Представьте фрагмент данных ниже в виде JSON-массива строк: начните со строки, где есть «Isolate green grass», и остановитесь после строки, где есть «xmin=263 ymin=121 xmax=352 ymax=211». Каждая строка фрагмента должна стать отдельной строкой массива; пустые строки пропустите, изображения в ответ не включайте.

(Данные разметки областей)
+-------+

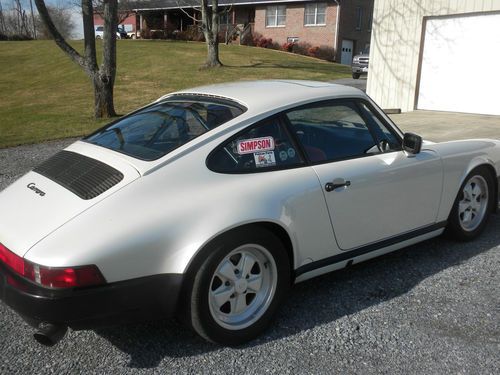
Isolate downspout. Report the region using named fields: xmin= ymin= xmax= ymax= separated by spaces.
xmin=333 ymin=0 xmax=340 ymax=62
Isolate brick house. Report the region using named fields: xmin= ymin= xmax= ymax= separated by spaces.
xmin=106 ymin=0 xmax=374 ymax=64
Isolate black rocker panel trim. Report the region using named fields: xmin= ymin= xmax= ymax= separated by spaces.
xmin=33 ymin=151 xmax=123 ymax=200
xmin=295 ymin=221 xmax=447 ymax=277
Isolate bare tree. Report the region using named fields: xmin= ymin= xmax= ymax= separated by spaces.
xmin=201 ymin=0 xmax=224 ymax=68
xmin=0 ymin=1 xmax=7 ymax=34
xmin=35 ymin=0 xmax=118 ymax=118
xmin=35 ymin=6 xmax=75 ymax=39
xmin=178 ymin=0 xmax=228 ymax=68
xmin=14 ymin=0 xmax=30 ymax=36
xmin=30 ymin=0 xmax=36 ymax=39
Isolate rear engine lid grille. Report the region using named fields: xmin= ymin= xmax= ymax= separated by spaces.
xmin=33 ymin=151 xmax=123 ymax=200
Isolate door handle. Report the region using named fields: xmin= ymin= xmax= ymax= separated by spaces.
xmin=325 ymin=178 xmax=351 ymax=192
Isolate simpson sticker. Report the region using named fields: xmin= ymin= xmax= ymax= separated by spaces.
xmin=253 ymin=151 xmax=276 ymax=168
xmin=237 ymin=137 xmax=274 ymax=155
xmin=280 ymin=151 xmax=288 ymax=161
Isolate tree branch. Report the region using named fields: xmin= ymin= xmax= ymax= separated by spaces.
xmin=35 ymin=0 xmax=86 ymax=69
xmin=177 ymin=3 xmax=201 ymax=23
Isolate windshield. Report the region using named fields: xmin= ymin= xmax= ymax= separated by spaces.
xmin=84 ymin=97 xmax=245 ymax=160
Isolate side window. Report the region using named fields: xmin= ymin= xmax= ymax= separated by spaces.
xmin=360 ymin=103 xmax=401 ymax=152
xmin=207 ymin=117 xmax=303 ymax=173
xmin=286 ymin=102 xmax=380 ymax=162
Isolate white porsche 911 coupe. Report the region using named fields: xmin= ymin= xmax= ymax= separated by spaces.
xmin=0 ymin=81 xmax=500 ymax=345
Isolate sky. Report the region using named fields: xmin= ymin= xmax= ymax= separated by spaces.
xmin=0 ymin=0 xmax=83 ymax=39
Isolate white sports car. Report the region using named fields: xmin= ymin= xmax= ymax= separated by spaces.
xmin=0 ymin=81 xmax=500 ymax=345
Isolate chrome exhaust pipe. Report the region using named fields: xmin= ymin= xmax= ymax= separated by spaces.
xmin=33 ymin=322 xmax=68 ymax=346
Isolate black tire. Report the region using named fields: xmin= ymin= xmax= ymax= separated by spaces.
xmin=181 ymin=227 xmax=291 ymax=346
xmin=445 ymin=166 xmax=495 ymax=241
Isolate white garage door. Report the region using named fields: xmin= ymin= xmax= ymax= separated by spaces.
xmin=417 ymin=14 xmax=500 ymax=115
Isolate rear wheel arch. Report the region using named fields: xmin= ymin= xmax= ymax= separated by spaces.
xmin=184 ymin=221 xmax=295 ymax=286
xmin=457 ymin=164 xmax=499 ymax=212
xmin=178 ymin=221 xmax=295 ymax=320
xmin=445 ymin=164 xmax=498 ymax=241
xmin=176 ymin=222 xmax=293 ymax=345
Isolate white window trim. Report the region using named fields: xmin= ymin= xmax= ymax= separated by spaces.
xmin=304 ymin=2 xmax=328 ymax=27
xmin=265 ymin=5 xmax=286 ymax=28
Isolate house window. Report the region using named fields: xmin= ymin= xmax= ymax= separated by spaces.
xmin=304 ymin=3 xmax=326 ymax=26
xmin=356 ymin=7 xmax=363 ymax=30
xmin=266 ymin=5 xmax=286 ymax=27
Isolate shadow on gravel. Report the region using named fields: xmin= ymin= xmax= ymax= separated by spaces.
xmin=96 ymin=215 xmax=500 ymax=368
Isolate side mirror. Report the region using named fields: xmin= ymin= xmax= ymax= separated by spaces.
xmin=403 ymin=133 xmax=422 ymax=155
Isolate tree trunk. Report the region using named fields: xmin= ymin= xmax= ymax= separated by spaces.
xmin=100 ymin=0 xmax=118 ymax=118
xmin=34 ymin=0 xmax=118 ymax=118
xmin=92 ymin=73 xmax=116 ymax=118
xmin=201 ymin=0 xmax=222 ymax=68
xmin=205 ymin=37 xmax=222 ymax=68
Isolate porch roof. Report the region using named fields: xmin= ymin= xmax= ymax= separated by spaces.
xmin=129 ymin=0 xmax=322 ymax=11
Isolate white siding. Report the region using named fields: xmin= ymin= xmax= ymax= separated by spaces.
xmin=367 ymin=0 xmax=500 ymax=111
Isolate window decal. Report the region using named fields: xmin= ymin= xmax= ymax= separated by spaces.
xmin=253 ymin=151 xmax=276 ymax=168
xmin=237 ymin=137 xmax=274 ymax=157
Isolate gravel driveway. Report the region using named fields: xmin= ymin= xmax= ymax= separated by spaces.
xmin=0 ymin=140 xmax=500 ymax=374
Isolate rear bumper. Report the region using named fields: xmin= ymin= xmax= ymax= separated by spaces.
xmin=0 ymin=264 xmax=183 ymax=329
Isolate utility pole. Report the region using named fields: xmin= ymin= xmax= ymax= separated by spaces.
xmin=0 ymin=1 xmax=5 ymax=34
xmin=30 ymin=0 xmax=36 ymax=39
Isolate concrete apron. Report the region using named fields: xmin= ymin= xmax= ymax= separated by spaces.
xmin=389 ymin=110 xmax=500 ymax=142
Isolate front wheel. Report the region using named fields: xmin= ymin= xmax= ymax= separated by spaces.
xmin=189 ymin=227 xmax=290 ymax=346
xmin=446 ymin=167 xmax=495 ymax=241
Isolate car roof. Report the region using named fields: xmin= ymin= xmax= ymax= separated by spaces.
xmin=159 ymin=80 xmax=365 ymax=110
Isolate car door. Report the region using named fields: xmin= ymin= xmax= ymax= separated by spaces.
xmin=285 ymin=99 xmax=443 ymax=250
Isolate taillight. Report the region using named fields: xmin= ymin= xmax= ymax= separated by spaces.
xmin=0 ymin=244 xmax=106 ymax=288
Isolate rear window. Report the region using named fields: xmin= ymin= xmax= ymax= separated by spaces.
xmin=84 ymin=97 xmax=245 ymax=161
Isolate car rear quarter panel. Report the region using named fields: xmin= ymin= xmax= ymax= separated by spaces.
xmin=427 ymin=139 xmax=500 ymax=222
xmin=23 ymin=146 xmax=336 ymax=282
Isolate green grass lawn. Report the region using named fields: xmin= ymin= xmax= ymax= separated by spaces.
xmin=0 ymin=40 xmax=350 ymax=148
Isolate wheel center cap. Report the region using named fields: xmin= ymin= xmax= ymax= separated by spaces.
xmin=234 ymin=280 xmax=248 ymax=294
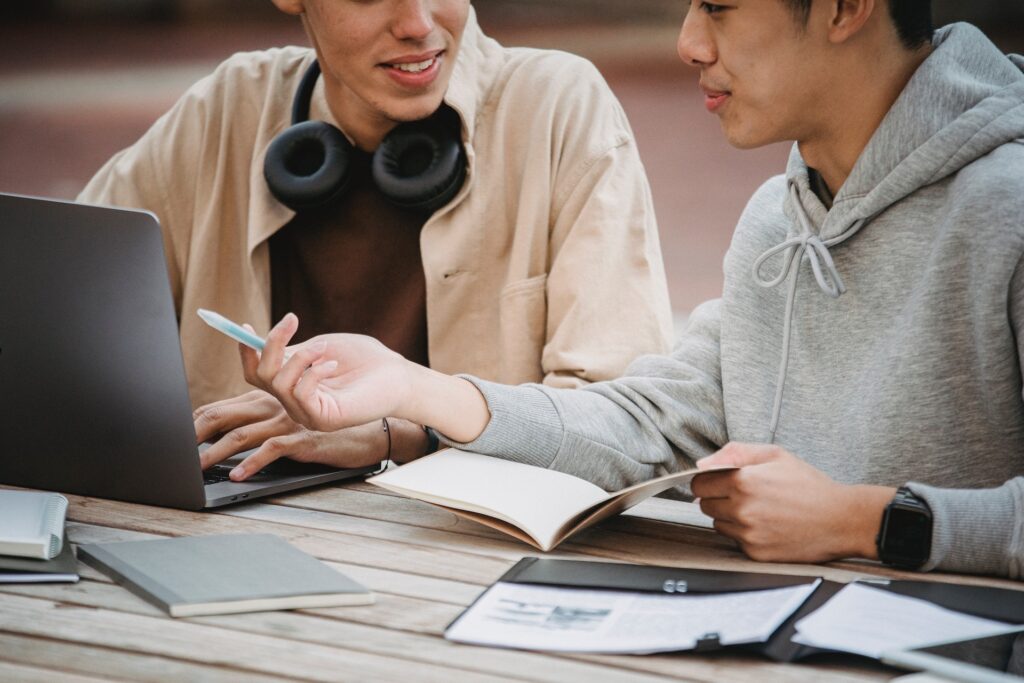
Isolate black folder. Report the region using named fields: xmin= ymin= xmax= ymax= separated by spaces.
xmin=460 ymin=557 xmax=1024 ymax=661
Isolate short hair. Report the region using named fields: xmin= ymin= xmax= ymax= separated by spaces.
xmin=782 ymin=0 xmax=934 ymax=50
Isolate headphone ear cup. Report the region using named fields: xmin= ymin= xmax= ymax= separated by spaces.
xmin=373 ymin=121 xmax=466 ymax=214
xmin=263 ymin=121 xmax=352 ymax=211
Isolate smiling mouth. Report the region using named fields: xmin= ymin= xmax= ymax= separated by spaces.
xmin=384 ymin=52 xmax=443 ymax=74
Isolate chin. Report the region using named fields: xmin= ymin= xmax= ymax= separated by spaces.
xmin=722 ymin=121 xmax=782 ymax=150
xmin=386 ymin=92 xmax=444 ymax=123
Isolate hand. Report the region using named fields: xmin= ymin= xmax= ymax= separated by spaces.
xmin=239 ymin=313 xmax=490 ymax=442
xmin=193 ymin=390 xmax=395 ymax=481
xmin=691 ymin=443 xmax=896 ymax=562
xmin=240 ymin=313 xmax=414 ymax=431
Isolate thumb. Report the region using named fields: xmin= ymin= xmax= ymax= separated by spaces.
xmin=697 ymin=441 xmax=782 ymax=470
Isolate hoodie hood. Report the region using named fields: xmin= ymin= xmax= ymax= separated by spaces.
xmin=784 ymin=24 xmax=1024 ymax=245
xmin=753 ymin=24 xmax=1024 ymax=442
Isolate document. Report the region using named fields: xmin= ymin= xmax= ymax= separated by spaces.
xmin=793 ymin=584 xmax=1007 ymax=658
xmin=444 ymin=581 xmax=820 ymax=654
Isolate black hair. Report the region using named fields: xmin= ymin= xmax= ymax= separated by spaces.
xmin=782 ymin=0 xmax=934 ymax=50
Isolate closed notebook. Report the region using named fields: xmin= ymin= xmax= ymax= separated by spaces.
xmin=0 ymin=490 xmax=68 ymax=560
xmin=0 ymin=543 xmax=79 ymax=584
xmin=78 ymin=533 xmax=374 ymax=616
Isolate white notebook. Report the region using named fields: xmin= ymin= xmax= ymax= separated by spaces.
xmin=0 ymin=490 xmax=68 ymax=560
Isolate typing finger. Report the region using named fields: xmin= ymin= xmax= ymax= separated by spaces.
xmin=228 ymin=432 xmax=312 ymax=481
xmin=193 ymin=391 xmax=276 ymax=443
xmin=200 ymin=420 xmax=282 ymax=469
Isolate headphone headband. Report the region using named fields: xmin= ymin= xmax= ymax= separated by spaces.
xmin=263 ymin=59 xmax=466 ymax=214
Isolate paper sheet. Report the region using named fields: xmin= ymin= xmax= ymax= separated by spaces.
xmin=444 ymin=582 xmax=819 ymax=654
xmin=793 ymin=584 xmax=1007 ymax=658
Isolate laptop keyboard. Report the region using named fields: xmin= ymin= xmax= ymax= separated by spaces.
xmin=203 ymin=465 xmax=231 ymax=486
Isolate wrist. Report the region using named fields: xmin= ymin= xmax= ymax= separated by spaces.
xmin=388 ymin=418 xmax=427 ymax=465
xmin=402 ymin=366 xmax=490 ymax=443
xmin=842 ymin=484 xmax=896 ymax=560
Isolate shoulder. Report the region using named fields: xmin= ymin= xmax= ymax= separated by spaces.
xmin=189 ymin=47 xmax=312 ymax=104
xmin=947 ymin=138 xmax=1024 ymax=247
xmin=736 ymin=174 xmax=786 ymax=237
xmin=487 ymin=48 xmax=633 ymax=148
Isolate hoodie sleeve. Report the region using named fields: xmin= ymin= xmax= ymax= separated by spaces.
xmin=909 ymin=253 xmax=1024 ymax=579
xmin=445 ymin=300 xmax=727 ymax=490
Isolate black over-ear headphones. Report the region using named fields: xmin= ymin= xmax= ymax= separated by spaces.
xmin=263 ymin=60 xmax=466 ymax=213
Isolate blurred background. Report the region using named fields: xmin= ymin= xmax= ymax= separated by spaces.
xmin=0 ymin=0 xmax=1024 ymax=318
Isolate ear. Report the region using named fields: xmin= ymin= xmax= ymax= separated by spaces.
xmin=271 ymin=0 xmax=305 ymax=16
xmin=821 ymin=0 xmax=885 ymax=43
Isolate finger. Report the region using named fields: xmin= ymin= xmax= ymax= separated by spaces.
xmin=690 ymin=470 xmax=736 ymax=502
xmin=228 ymin=433 xmax=310 ymax=481
xmin=270 ymin=340 xmax=329 ymax=424
xmin=200 ymin=420 xmax=282 ymax=469
xmin=715 ymin=519 xmax=743 ymax=542
xmin=697 ymin=441 xmax=781 ymax=470
xmin=700 ymin=498 xmax=739 ymax=524
xmin=256 ymin=313 xmax=299 ymax=388
xmin=193 ymin=391 xmax=273 ymax=443
xmin=239 ymin=337 xmax=266 ymax=389
xmin=292 ymin=360 xmax=342 ymax=431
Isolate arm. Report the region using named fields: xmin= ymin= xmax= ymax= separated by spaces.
xmin=242 ymin=301 xmax=726 ymax=489
xmin=908 ymin=257 xmax=1024 ymax=579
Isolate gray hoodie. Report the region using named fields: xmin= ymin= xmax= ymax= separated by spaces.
xmin=450 ymin=24 xmax=1024 ymax=578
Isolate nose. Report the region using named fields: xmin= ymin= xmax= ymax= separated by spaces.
xmin=391 ymin=0 xmax=434 ymax=40
xmin=676 ymin=3 xmax=717 ymax=67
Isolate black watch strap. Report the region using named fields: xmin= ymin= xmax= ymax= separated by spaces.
xmin=876 ymin=486 xmax=932 ymax=569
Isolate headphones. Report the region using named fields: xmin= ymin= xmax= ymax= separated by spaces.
xmin=263 ymin=60 xmax=466 ymax=214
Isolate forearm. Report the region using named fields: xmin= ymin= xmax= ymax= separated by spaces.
xmin=397 ymin=364 xmax=490 ymax=442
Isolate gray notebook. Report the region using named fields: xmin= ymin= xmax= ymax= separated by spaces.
xmin=78 ymin=533 xmax=374 ymax=616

+-------+

Результат:
[
  "Isolate green grass lawn. Report the region using named fields: xmin= ymin= xmax= ymax= separated by spaces.",
  "xmin=0 ymin=40 xmax=350 ymax=148",
  "Isolate wheel center cap. Report the region using named fields: xmin= ymin= xmax= ymax= separated by spaces.",
  "xmin=234 ymin=280 xmax=248 ymax=294",
  "Isolate black folder. Report the region using named fields: xmin= ymin= xmax= ymax= separated by spaces.",
  "xmin=460 ymin=557 xmax=1024 ymax=661",
  "Isolate short hair. Report the region using named fields: xmin= ymin= xmax= ymax= separated by spaces.",
  "xmin=782 ymin=0 xmax=934 ymax=50",
  "Isolate headphone ear cup. Report the region using named fields: xmin= ymin= xmax= ymax= separated by spaces.",
  "xmin=373 ymin=121 xmax=466 ymax=214",
  "xmin=263 ymin=121 xmax=352 ymax=211"
]